What to work on: Can you reproduce all the data below with every "For full credit" changed to "To earn full marks" and nothing else altered? Leave the pictures out of your answer.

Material:
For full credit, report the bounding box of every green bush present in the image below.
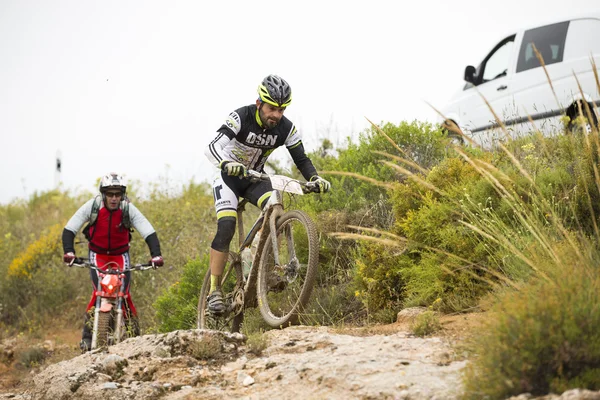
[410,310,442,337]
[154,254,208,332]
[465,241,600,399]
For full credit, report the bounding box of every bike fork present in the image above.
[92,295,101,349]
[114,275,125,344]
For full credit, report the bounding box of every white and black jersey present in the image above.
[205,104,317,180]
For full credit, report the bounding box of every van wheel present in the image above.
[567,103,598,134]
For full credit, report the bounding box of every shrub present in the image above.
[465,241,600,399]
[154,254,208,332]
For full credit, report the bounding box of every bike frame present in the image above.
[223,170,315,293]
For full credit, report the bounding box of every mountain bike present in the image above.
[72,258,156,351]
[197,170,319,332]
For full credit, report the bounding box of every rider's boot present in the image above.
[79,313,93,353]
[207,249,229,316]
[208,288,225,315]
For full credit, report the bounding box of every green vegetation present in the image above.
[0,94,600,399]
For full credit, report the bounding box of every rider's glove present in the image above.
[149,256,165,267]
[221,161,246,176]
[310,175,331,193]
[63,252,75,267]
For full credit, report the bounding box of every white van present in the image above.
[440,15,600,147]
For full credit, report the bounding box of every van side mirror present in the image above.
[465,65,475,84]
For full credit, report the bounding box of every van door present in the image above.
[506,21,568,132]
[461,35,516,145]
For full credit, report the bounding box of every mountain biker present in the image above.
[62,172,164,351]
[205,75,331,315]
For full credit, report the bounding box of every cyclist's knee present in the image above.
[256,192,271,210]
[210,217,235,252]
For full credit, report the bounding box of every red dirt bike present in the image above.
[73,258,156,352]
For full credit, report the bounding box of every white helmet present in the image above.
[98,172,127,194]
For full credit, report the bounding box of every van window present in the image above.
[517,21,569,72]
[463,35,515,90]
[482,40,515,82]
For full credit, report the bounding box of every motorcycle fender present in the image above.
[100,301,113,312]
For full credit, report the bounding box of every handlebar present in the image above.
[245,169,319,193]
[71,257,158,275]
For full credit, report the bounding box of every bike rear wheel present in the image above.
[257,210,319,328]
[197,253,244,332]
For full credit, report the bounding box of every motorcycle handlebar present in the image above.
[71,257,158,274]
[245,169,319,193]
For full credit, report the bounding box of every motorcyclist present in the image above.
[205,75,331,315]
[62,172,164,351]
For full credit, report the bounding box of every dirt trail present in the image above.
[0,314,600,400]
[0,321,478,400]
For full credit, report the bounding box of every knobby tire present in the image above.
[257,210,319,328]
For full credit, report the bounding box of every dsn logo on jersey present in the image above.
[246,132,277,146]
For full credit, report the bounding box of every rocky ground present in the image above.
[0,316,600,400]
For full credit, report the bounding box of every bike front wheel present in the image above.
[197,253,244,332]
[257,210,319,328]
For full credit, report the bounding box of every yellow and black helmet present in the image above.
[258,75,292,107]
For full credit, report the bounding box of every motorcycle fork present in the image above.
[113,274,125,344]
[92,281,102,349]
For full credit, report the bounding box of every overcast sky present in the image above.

Task output:
To earn full marks, report the bounding box of every green bush present in the image below.
[410,310,442,337]
[154,254,208,332]
[465,241,600,399]
To earn full marks, report the bounding box of every bike fork present in the image above.
[92,295,101,349]
[114,275,125,344]
To earn full marks, report the bounding box of every white and black jersey present in the image above.
[205,104,317,180]
To earn full marks, report the bounding box of every van wheel present in the image above.
[567,103,598,134]
To earn full marks, report the bounding box of every shrub present in the image above.
[465,241,600,399]
[154,254,208,332]
To earn full marks, report the bounding box of every bike frame present in the image above.
[223,170,315,293]
To earn full marks, report the bounding box of every mountain bike present in the image above.
[72,258,156,351]
[197,170,319,332]
To earn full marks, report the bounding box of every rider's boot present in the image above.
[79,313,93,353]
[207,249,229,316]
[208,288,225,315]
To earn full marks, report the bounding box of every green vegetation present in the image above.
[0,94,600,399]
To earn full marks, report the bounding box of every rider's glove present in the image above.
[149,256,165,267]
[221,161,246,176]
[310,175,331,193]
[63,252,75,267]
To earn full marks, report the bounding box of every white van present in the image above.
[440,15,600,147]
To earn full marks, report the bounding box of every van side mirror present in the image above.
[465,65,475,84]
To earn full marks, report the bounding box of every van door present in the image above.
[506,21,568,132]
[461,35,516,145]
To earn full marks, report the bounding box of every mountain biker present in the image above.
[62,172,164,351]
[205,75,331,315]
To earn full marks, report the bounding box of every cyclist's knee present in the image above.
[256,192,271,210]
[210,217,235,252]
To earn full marks, report the bounding box of every red dirt bike present in the image above.
[73,258,156,352]
To earn full marks, report the bounding box of every white helmet present in the image above.
[98,172,127,194]
To earn full marks, report the bounding box of every van window present in the image above.
[517,21,569,72]
[463,35,515,90]
[482,40,515,82]
To earn full marks, report the bounding box of every motorcycle fender present in the image above.
[100,301,113,312]
To earn full marks, report the bounding box of every handlebar present in the image above.
[245,169,319,193]
[71,257,158,275]
To earn full marks, report the bounding box of every bike rear wheel present in the image above.
[257,210,319,328]
[197,253,244,332]
To earn full marks, report the bounding box of every motorcycle handlebar present in the image above.
[71,257,158,274]
[245,169,319,193]
To earn full marks, report the bounding box of every motorcyclist present in the image above.
[205,75,331,315]
[62,172,164,351]
To earn full marks, report the bounding box of every dirt trail present in the image above.
[0,314,600,400]
[0,321,478,400]
To earn full marks, report the bounding box of every knobby tire present in the image above.
[257,210,319,328]
To earn full marks, report the bounding box of every dsn logo on jersey present in the image above.
[246,132,277,146]
To earn full marks, report the bounding box of every rocky ground present in the image above.
[0,316,600,400]
To earn full marks, report the bounding box of every bike front wheel present in the image above.
[197,253,244,332]
[257,210,319,328]
To earn full marks, report the bounding box of every yellow and black helmet present in the image above.
[258,75,292,107]
To earn full marks, report the bounding box of every motorcycle fork present in the image above.
[113,274,125,344]
[92,281,102,349]
To earn full marks, report the bounding box of every overcast sky present in the image above.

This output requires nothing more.